# REQUEST
Please copy every one of the records below word for word, keeping each line in its original order.
[Start of INPUT RECORDS]
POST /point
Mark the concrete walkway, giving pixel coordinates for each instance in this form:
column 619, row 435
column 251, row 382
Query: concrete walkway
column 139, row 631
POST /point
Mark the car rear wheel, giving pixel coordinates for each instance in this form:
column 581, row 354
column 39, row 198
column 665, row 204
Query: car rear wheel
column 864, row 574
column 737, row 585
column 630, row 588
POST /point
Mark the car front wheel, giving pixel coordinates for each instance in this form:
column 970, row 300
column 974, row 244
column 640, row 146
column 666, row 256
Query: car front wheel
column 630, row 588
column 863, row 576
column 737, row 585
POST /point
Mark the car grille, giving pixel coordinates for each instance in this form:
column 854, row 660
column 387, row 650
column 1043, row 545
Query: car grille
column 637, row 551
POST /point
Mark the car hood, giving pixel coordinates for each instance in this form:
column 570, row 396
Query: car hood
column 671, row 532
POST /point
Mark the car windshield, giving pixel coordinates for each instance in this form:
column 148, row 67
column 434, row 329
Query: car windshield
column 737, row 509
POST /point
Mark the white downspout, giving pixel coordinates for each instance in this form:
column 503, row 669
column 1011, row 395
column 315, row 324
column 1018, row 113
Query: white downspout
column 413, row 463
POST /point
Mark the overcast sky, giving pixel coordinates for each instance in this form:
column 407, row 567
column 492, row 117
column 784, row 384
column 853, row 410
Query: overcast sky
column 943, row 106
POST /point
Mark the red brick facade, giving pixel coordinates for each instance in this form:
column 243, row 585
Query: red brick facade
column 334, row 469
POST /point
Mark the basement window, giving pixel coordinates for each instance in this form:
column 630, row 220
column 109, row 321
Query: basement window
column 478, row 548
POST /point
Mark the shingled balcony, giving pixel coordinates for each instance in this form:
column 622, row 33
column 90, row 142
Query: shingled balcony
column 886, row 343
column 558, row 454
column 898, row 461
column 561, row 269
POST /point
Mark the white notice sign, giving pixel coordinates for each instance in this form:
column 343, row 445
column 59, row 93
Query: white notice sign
[End of INPUT RECORDS]
# PROBLEM SOLUTION
POST /point
Mark the concrete walkway, giving pixel coordinates for each instance in this form:
column 619, row 435
column 251, row 382
Query: concrete walkway
column 139, row 631
POST /point
Mark the car rear wheel, giving pixel coordinates for each instance in this form:
column 581, row 354
column 39, row 198
column 665, row 204
Query: car rear wheel
column 864, row 574
column 737, row 585
column 630, row 588
POST /point
Mark the car front wheel, giving pixel coordinates for each instance in this form:
column 970, row 300
column 974, row 244
column 640, row 146
column 666, row 256
Query: car front wheel
column 630, row 588
column 863, row 576
column 737, row 585
POST /point
Mark the car grille, giving pixel coordinates for each instance in this form:
column 854, row 660
column 387, row 650
column 1043, row 545
Query: car grille
column 637, row 551
POST /point
Mark the car hood, giving pixel coordinates for each instance in this form:
column 570, row 396
Query: car hood
column 671, row 532
POST /point
Mark the car windshield, giving pixel coordinates for each instance in this form:
column 148, row 67
column 434, row 329
Query: car windshield
column 737, row 509
POST /point
Mark the white downspout, giving pixel coordinates for each instance in this form:
column 503, row 669
column 1011, row 395
column 315, row 324
column 1018, row 113
Query: white downspout
column 413, row 463
POST /point
Mark the overcast sky, giving pixel coordinates for each instance in this form:
column 407, row 567
column 492, row 117
column 784, row 384
column 853, row 410
Query: overcast sky
column 943, row 106
POST /point
Mark the red brick facade, giving pixel coordinates for each instance in this form:
column 243, row 585
Query: red brick facade
column 334, row 469
POST /point
Mark the basement window, giving pixel coordinates for each instance in this form:
column 630, row 220
column 109, row 321
Query: basement window
column 478, row 548
POST /point
Mark the shingled balcony, giving pixel coordinates for each instance in this form:
column 622, row 33
column 90, row 142
Query: shingled balcony
column 886, row 343
column 558, row 454
column 898, row 461
column 561, row 269
POST /point
Mark the white notice sign, giving pixel coordinates for each instance in this form:
column 343, row 445
column 59, row 93
Query: white notice sign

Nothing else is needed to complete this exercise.